WHAT YOU WILL DO
Convert the entire listing below into a JSON list of strings, one string per line, with blank lines omitted.

* begin *

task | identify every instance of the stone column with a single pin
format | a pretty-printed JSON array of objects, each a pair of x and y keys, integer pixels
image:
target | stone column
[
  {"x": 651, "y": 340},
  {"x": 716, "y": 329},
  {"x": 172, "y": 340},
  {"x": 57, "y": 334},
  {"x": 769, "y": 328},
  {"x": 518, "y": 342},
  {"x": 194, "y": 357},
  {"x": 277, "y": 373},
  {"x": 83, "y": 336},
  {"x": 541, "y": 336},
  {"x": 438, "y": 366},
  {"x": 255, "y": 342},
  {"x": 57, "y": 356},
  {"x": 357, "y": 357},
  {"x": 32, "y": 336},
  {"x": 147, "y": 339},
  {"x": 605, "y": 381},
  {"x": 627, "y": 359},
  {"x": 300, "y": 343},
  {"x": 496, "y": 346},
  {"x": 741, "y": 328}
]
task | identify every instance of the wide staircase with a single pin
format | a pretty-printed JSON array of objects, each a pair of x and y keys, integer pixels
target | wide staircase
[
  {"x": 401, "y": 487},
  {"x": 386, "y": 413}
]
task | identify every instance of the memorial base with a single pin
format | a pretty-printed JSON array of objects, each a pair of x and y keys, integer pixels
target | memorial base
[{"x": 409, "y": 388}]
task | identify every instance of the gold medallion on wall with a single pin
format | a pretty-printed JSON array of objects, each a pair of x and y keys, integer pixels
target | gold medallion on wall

* end *

EXERCISE OUTPUT
[
  "task | identify every instance of the stone column with a single pin",
  "format | a pretty-printed JSON array of objects, each a pair of x and y keys, integer pixels",
  "image:",
  "target | stone column",
  "[",
  "  {\"x\": 651, \"y\": 340},",
  "  {\"x\": 716, \"y\": 329},",
  "  {\"x\": 172, \"y\": 340},",
  "  {\"x\": 57, \"y\": 334},",
  "  {\"x\": 769, \"y\": 328},",
  "  {\"x\": 518, \"y\": 342},",
  "  {\"x\": 194, \"y\": 357},",
  "  {\"x\": 277, \"y\": 373},",
  "  {\"x\": 83, \"y\": 336},",
  "  {\"x\": 541, \"y\": 336},",
  "  {\"x\": 438, \"y\": 366},",
  "  {\"x\": 255, \"y\": 342},",
  "  {\"x\": 57, \"y\": 356},",
  "  {\"x\": 357, \"y\": 357},",
  "  {\"x\": 32, \"y\": 336},",
  "  {\"x\": 147, \"y\": 339},",
  "  {\"x\": 605, \"y\": 381},",
  "  {\"x\": 627, \"y\": 359},",
  "  {\"x\": 300, \"y\": 343},",
  "  {\"x\": 496, \"y\": 346},",
  "  {\"x\": 741, \"y\": 328}",
  "]",
  "task | identify every instance of the wide staircase with a single pin",
  "format | a pretty-printed JSON array of objects, each a pair of x and y keys, integer pixels",
  "target | wide staircase",
  "[",
  "  {\"x\": 401, \"y\": 487},",
  "  {\"x\": 386, \"y\": 413}",
  "]",
  "task | identify every instance of the memorial base with a single pin",
  "format | a pretty-printed JSON array of objects, each a pair of x and y keys, integer pixels",
  "target | memorial base",
  "[{\"x\": 409, \"y\": 388}]",
  "task | identify every instance of the gold medallion on wall with a single pin",
  "format | a pretty-printed JSON array of objects, each a pair of x and y keys, integer pixels",
  "target | gold medallion on wall"
]